QUESTIONS »
**a.** Answer these questions from the blog post below:
(i) Where is the writer's greyhound?
(ii) How old was the writer on New Year's Eve, 1969?
(iii) What drink was in the glass the writer was handed at the party?
**b.** Please translate this sentence from the blog post below into Spanish: "I was fourteen years old on New Year's Eve, 1969."
**c.** Write the next part of the blog post below, picking up right after its final sentence.

DOCUMENT EXTRACT »
=====
It's been a crazy week in Pantherland. Work crap, more bullying issues for my son, more work crap, and my beloved greyhound is in the hospital. I've got lots of stuff to write about, and will probably have a bit of time to do it this weekend, but in the meantime...a holiday-season rerun from last year.
I was fourteen years old on New Year's Eve, 1969. Trudging through 2 feet of snow, off I went to a party several blocks away in our little Brooklyn neighborhood. When I arrived, someone handed me a glass... a big glass ... of very strong smelling brown stuff that I was pretty sure was meant to get me in the holiday spirit. It turned out to be Southern Comfort. You know, the 100 proof stuff that doubles as paint remover? When something tastes that bad the only thing to do is chug it and wait for the party to begin.
=====
THE DATA »
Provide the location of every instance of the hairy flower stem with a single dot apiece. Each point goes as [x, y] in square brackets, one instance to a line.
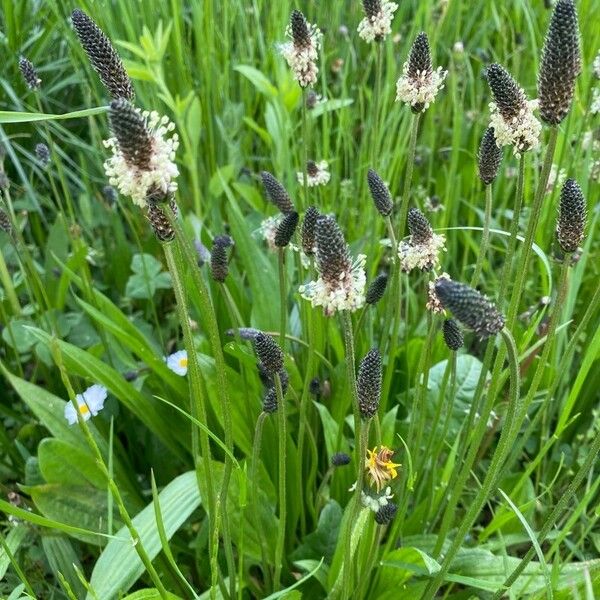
=====
TASK-BY-TASK ANSWERS »
**a.**
(i) In the hospital.
(ii) Fourteen.
(iii) Southern Comfort.

**b.** Tenía catorce años en la Nochevieja de 1969.

**c.**
The next hour or so, as I recall, involved a lot of vomiting in the snow. By 10:30 someone hauled me back home, deposited me on the doorstep, rang the doorbell and took off. (My father's reputation was the stuff of legend.) However, in what was just one of several scratch-your-head inconsistencies in the parenting style of Marge and Sal, I was not beaten within an inch of my life. Instead, my mother flopped me onto my bed and attempted to remove my knee-high boots. She yanked them off and then discovered that in order to keep my pants inside the boots I had wrapped about a million rubber bands around each leg. I don't remember much from that night, but I do remember her saying "Oh you dirty dog!" and running for a pair of scissors to clip the rubber bands.
She dragged me into the bathroom, propped my head on the toilet, and then.... they got dressed and went off to a New Year's Eve party themselves. Can you imagine? "Ok dear, hope you don't choke on your own vomit! Happy New Year!"
How many people can say they QUIT drinking at 14?